## Task to complete
Print out the material that follows word for word.
═════ Extracted entries ═════
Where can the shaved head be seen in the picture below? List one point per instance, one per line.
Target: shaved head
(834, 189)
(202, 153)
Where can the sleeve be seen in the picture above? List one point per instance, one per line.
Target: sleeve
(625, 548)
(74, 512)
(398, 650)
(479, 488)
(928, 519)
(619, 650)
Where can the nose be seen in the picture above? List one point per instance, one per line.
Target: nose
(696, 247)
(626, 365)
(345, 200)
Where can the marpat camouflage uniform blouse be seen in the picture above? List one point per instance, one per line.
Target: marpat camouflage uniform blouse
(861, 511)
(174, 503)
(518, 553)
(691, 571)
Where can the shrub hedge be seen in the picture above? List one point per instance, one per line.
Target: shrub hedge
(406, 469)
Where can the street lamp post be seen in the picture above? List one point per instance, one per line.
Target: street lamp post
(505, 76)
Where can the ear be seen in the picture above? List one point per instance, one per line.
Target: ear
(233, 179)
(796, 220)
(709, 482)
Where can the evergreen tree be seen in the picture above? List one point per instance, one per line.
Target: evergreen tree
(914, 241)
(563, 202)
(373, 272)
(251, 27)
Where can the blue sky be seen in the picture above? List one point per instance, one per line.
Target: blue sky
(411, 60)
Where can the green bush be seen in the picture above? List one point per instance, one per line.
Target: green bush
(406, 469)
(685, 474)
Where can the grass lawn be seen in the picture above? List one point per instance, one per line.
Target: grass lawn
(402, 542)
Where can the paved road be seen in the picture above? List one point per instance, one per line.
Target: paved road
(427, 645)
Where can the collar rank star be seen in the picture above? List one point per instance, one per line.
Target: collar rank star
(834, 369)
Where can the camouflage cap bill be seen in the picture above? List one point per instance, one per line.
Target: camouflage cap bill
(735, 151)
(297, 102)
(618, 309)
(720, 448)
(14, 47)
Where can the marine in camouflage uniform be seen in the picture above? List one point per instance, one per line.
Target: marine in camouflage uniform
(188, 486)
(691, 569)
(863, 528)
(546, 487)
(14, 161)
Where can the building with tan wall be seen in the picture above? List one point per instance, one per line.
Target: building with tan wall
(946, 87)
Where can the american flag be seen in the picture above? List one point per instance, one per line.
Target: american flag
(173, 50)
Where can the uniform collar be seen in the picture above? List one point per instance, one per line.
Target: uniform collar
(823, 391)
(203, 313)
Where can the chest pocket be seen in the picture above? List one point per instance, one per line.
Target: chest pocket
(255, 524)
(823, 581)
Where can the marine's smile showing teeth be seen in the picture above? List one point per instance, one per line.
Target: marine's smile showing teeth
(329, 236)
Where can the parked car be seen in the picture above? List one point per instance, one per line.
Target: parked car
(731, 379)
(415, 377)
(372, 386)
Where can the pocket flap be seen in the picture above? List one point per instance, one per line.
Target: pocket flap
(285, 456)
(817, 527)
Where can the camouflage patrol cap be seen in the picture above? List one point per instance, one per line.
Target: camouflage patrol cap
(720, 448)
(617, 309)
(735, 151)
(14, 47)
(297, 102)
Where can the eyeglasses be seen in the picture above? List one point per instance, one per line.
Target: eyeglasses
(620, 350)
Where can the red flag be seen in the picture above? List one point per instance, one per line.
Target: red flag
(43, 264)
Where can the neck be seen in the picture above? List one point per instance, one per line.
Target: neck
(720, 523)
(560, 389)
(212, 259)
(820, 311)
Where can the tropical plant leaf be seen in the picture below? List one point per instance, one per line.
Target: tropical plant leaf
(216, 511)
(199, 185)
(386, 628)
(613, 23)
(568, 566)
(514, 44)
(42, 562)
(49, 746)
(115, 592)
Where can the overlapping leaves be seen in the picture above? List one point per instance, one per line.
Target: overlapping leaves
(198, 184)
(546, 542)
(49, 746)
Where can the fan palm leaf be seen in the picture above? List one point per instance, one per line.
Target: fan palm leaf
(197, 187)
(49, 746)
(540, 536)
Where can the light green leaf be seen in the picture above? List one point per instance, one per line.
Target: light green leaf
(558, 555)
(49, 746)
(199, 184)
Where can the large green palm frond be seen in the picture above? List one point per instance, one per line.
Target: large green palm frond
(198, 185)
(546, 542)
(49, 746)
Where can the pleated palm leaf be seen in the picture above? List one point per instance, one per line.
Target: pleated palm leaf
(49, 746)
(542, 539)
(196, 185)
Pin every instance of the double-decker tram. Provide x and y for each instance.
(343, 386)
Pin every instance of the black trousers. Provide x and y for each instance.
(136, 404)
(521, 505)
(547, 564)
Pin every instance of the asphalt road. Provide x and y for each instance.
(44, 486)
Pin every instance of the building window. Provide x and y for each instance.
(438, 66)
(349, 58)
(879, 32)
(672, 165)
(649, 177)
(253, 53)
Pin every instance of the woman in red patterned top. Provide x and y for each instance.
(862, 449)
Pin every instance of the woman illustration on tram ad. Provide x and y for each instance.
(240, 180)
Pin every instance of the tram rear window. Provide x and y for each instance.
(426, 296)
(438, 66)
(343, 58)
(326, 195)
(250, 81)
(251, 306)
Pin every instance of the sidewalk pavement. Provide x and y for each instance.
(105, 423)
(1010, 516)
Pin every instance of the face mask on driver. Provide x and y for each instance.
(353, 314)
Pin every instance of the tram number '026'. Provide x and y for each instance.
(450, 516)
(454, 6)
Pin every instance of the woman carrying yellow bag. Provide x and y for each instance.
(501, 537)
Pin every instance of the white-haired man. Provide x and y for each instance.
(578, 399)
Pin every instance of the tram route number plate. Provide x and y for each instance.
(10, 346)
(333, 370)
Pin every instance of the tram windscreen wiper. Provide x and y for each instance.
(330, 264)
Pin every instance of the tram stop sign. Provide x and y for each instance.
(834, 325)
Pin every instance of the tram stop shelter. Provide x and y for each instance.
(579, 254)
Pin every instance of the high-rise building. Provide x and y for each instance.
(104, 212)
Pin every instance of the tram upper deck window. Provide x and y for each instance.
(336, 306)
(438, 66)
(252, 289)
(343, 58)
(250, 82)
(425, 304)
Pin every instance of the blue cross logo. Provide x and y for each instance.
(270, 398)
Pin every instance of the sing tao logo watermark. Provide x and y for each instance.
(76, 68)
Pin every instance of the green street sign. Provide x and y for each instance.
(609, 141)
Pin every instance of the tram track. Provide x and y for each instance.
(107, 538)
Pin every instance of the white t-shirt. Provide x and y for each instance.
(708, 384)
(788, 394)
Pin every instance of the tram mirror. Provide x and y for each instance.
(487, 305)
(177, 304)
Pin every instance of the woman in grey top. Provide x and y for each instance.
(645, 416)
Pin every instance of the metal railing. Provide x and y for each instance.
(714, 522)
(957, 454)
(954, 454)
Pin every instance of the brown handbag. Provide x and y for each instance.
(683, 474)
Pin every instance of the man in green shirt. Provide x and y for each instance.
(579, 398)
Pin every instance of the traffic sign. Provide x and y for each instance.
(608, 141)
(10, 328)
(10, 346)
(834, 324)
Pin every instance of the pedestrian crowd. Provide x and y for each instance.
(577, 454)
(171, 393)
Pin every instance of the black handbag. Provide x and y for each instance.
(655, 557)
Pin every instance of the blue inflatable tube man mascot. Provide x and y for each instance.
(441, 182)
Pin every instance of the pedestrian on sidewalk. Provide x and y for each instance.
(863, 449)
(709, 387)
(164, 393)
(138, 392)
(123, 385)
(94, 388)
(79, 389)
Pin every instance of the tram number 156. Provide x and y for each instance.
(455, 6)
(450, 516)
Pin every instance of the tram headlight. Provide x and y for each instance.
═════
## Full response
Where can the shaved head be seen in the picture below? List one point per instance, one per line.
Target: shaved head
(834, 189)
(202, 153)
Where can the sleeve be seen in the picture above? List one point per instance, one per line.
Target: sleeve
(625, 548)
(74, 512)
(398, 650)
(479, 488)
(928, 519)
(619, 650)
Where can the nose be seen in the picture above? List one point per instance, one per line.
Target: nose
(696, 247)
(626, 365)
(345, 200)
Where can the marpat camouflage uniform blouse be seen in the picture above? List one point per instance, one per line.
Target: marpat camouflage uniform blouse
(861, 511)
(174, 503)
(518, 553)
(691, 571)
Where can the shrub hedge be seen in the picture above? List one point per instance, one per line.
Target: shrub hedge
(406, 469)
Where can the street lamp post be seen in the picture above? List one point per instance, one per line.
Target: street lamp post
(505, 76)
Where can the ear be seen in the picture above? List one point per instance, one per line.
Target: ear
(233, 179)
(796, 220)
(709, 482)
Where can the evergreen tree be seen in the picture above? List one point per instance, one per line.
Target: evergreen tree
(914, 241)
(563, 202)
(373, 272)
(251, 27)
Where can the blue sky be seen in the picture above? List one point per instance, one per line.
Target: blue sky
(411, 60)
Where can the green bush be seen in the picture above? List one point per instance, one per line.
Target: green bush
(406, 469)
(685, 474)
Where can the grass lawn be seen in the picture above? List one point per instance, one per line.
Target: grass lawn
(402, 542)
Where can the paved road be seen in the picture above? List one point per instance, one per line.
Target: paved road
(427, 645)
Where can the collar rank star be seen in the picture above? List one point per instance, one per line.
Target: collar rank star
(834, 369)
Where can the camouflage cap bill be seen in the picture above? List one point per instance, one per line.
Target: camouflage cap bill
(735, 151)
(297, 102)
(618, 309)
(720, 448)
(14, 47)
Where can the marine in camouflage uniform be seen in the picture above? List one point per instance, one per line.
Target: marine in camouflage uniform
(188, 486)
(691, 569)
(863, 528)
(546, 487)
(14, 161)
Where can the building with tan wall be seen in the picture above? List one point per instance, one per line.
Target: building with tan wall
(946, 87)
Where can the american flag be seen in the picture above? List one point per instance, one per line.
Target: american flag
(173, 50)
Where can the uniform collar be seen in the picture above? List one point per instance, one per line.
Target: uniform collar
(823, 391)
(203, 313)
Where can the chest pocket be seen in the picture above? List one point per instance, one per line.
Target: chest pocket
(255, 524)
(823, 581)
Where can the marine's smile showing teeth be seen in the picture above? List one point per instance, one per line.
Target: marine's smile showing teeth
(329, 236)
Where can the parked car be seen in the picture above? List one point per instance, one per line.
Target: parked car
(731, 379)
(415, 377)
(372, 386)
Where can the pocket flap be seen in the picture above? List one point per instance, one per line.
Target: pocket flap
(285, 456)
(817, 527)
Where can the camouflage patrol cap be seen in the picture above? List one point per instance, one per line.
Target: camouflage patrol cap
(720, 448)
(617, 309)
(735, 151)
(14, 47)
(297, 102)
Where can the eyeglasses be seen in the picture above? List one point per instance, one per line.
Target: eyeglasses
(620, 350)
Where can the red flag be seen in the picture above? List one point per instance, one per line.
Target: red flag
(43, 264)
Where can the neck be seen in the picture above? List one point per instance, one per line.
Target: neck
(720, 523)
(560, 389)
(212, 259)
(820, 311)
Where can the tropical plant leaf be seen in the picture below? List one point per instance, one per line.
Target: tropical plant leaf
(216, 511)
(199, 185)
(386, 628)
(613, 23)
(568, 566)
(514, 44)
(42, 562)
(49, 746)
(115, 592)
Where can the overlapping leaves be seen in the picture above? List one point per instance, one per line.
Target: overlapping leaves
(198, 184)
(546, 542)
(49, 746)
Where can the fan palm leaf be seen in the picture above? List one point per instance, one per line.
Target: fan palm leaf
(197, 187)
(49, 746)
(540, 536)
Where can the light green leaf be seen in the picture above? List one point per instance, one per line.
Target: light green leaf
(558, 555)
(49, 746)
(199, 184)
Where can the large green palm frond be seen in the picture above? List one point per instance, one per line.
Target: large green palm frond
(198, 185)
(546, 542)
(49, 746)
Where can the pleated palm leaf be seen in the picture above? List one point per instance, one per line.
Target: pleated palm leaf
(49, 746)
(542, 539)
(196, 185)
Pin every instance of the double-decker tram. Provide x and y for each instance.
(343, 386)
Pin every instance of the black trousers. Provide x and y for each instance.
(136, 404)
(521, 505)
(547, 564)
Pin every instance of the asphalt road. Provide x and y for each instance.
(44, 486)
Pin every instance of the building window. Provide x and y for each instance.
(438, 66)
(349, 58)
(879, 32)
(672, 165)
(649, 177)
(253, 53)
Pin every instance of the woman in red patterned top. Provide x and y for each instance.
(862, 449)
Pin every instance of the woman illustration on tram ad. Provide x and y for each instance.
(240, 180)
Pin every instance of the tram rear window. Provide x and y for each instance.
(426, 296)
(438, 66)
(343, 58)
(326, 195)
(250, 81)
(251, 306)
Pin every instance of the sidewalk pavement. Provide x and y for each instance.
(105, 423)
(1010, 516)
Pin every instance of the face mask on driver. Provide x and y for each instance.
(353, 314)
Pin every instance of the tram number '026'. Provide x and y for each instance.
(450, 516)
(454, 6)
Pin every instance of the woman carrying yellow bag. Provide x and y for each instance.
(501, 537)
Pin every instance of the white-haired man. Provide x and y for each instance.
(578, 399)
Pin every instance of the tram route number plate. Provide x and y for each instance.
(10, 346)
(333, 370)
Pin every instance of the tram windscreen wiper. Provide x and y for each instance.
(330, 264)
Pin every instance of the tram stop sign. Provide x and y for each instance.
(834, 325)
Pin every instance of the tram stop shelter. Provide x and y for each instance.
(579, 254)
Pin every instance of the high-rise building. Provide x and y for each instance.
(104, 212)
Pin every instance of the tram upper deck window. Provide x and y for each instance.
(336, 306)
(438, 66)
(252, 289)
(343, 58)
(250, 82)
(425, 304)
Pin every instance of the blue cross logo. Provide x and y for each instance.
(270, 398)
Pin every instance of the sing tao logo watermark. Provide x and y for each instance.
(76, 68)
Pin every instance of the green street sign. Provide x and y for each instance.
(609, 141)
Pin every instance of the tram track. Provide x and y for each instance.
(107, 538)
Pin every instance of the white t-shirt. Provide x and y for each instance.
(708, 384)
(788, 394)
Pin every instance of the tram mirror. Provide x and y for each instance.
(487, 305)
(177, 304)
Pin every instance of the woman in grey top. Provide x and y for each instance.
(645, 416)
Pin every instance of the metal railing. Provide x and y for each instance.
(714, 522)
(957, 454)
(954, 454)
Pin every instance of the brown handbag. Provide x and y for each instance.
(683, 474)
Pin every instance of the man in green shirt. Provide x and y for each instance.
(579, 398)
Pin every instance of the traffic sign. Provide x and y for each instance.
(608, 141)
(10, 328)
(10, 346)
(834, 324)
Pin every instance of the pedestrian crowd. Provide x and y for each instance.
(577, 454)
(171, 393)
Pin every instance of the black handbag. Provide x and y for each instance.
(655, 557)
Pin every instance of the blue inflatable tube man mascot. Provide x and y for each instance.
(441, 182)
Pin every instance of the pedestrian on sidewalk. Provide x and y for each instance.
(863, 449)
(709, 387)
(164, 393)
(138, 392)
(123, 385)
(94, 388)
(79, 389)
Pin every instance of the tram number 156. Provide x and y for each instance.
(455, 6)
(450, 516)
Pin every instance of the tram headlight. Provide x and y for each instance.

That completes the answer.